• Page text
UK doctors begin five-day strike despite PM’s plea

Resident doctors on strike holding placards outside St Thomas’ Hospital in London, on July 25, 2025. (Photograph: EPA)
Thousands of junior doctors across the UK launched a five-day strike on Friday after last-minute talks with the Labour government failed to produce a new pay deal.

Picket lines formed outside hospitals nationwide as doctors protested what they describe as more than a decade of “pay erosion,” despite accepting a 22.3% pay rise over two years last September, shortly after Prime Minister Keir Starmer’s Labour Party came to power.

The striking doctors — all below consultant level — say their real-terms pay has declined by over 21% since 2008.
“We’re not working 21 percent less hard, so why should our pay suffer?” said Melissa Ryan and Ross Nieuwoudt, co-chairs of the British Medical Association’s (BMA) Junior Doctors Committee.

Starmer, writing in The Times, appealed to doctors to call off the action, warning that the strike would “cause real damage” to the National Health Service (NHS) and put patients at risk.

• Task A
Could you write out the stretch of the doctors' strike article from "Thousands of junior" through "came to power."?
• Task B
Answer these questions from the doctors' strike article:
(i) How many days is the strike set to last?
(ii) What pay rise did the doctors accept last September?
(iii) In which newspaper did Starmer make his appeal?
• Task C
Would you go on with the doctors' strike article from where it stops?

Items from a dataset

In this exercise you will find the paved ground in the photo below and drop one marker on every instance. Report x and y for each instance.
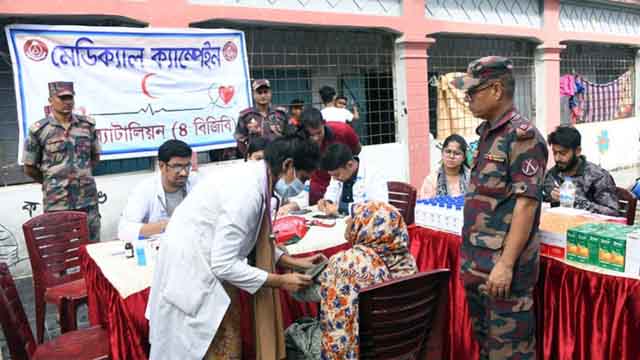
(52, 329)
(624, 178)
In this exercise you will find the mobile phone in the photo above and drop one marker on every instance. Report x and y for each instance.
(316, 269)
(299, 212)
(325, 216)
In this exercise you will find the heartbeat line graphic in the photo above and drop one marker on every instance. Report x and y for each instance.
(148, 109)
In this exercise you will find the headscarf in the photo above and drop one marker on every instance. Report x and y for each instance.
(380, 226)
(379, 254)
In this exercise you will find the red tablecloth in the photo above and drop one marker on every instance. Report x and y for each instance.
(129, 330)
(580, 314)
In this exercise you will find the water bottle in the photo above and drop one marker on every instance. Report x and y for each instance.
(140, 251)
(567, 193)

• Written response A
Thousands of junior doctors across the UK launched a five-day strike on Friday after last-minute talks with the Labour government failed to produce a new pay deal.

Picket lines formed outside hospitals nationwide as doctors protested what they describe as more than a decade of “pay erosion,” despite accepting a 22.3% pay rise over two years last September, shortly after Prime Minister Keir Starmer’s Labour Party came to power.

• Written response B
(i) Five days.
(ii) A 22.3% pay rise over two years.
(iii) The Times.

• Written response C
“Lives will be blighted by this decision,” he said, urging doctors not to follow the BMA “down this damaging road.”

Health Secretary Wes Streeting echoed the plea in The Telegraph, stressing that the government cannot afford further pay increases this year.

The strike follows a wave of industrial action last year by public sector workers — including doctors, teachers, and train drivers — amid soaring inflation and demands for improved pay and conditions. The Labour government has since reached settlements with several sectors, including a three-year, 15% pay deal for train drivers.

However, the standoff with junior doctors remains unresolved, raising fears of further disruption to an already strained NHS.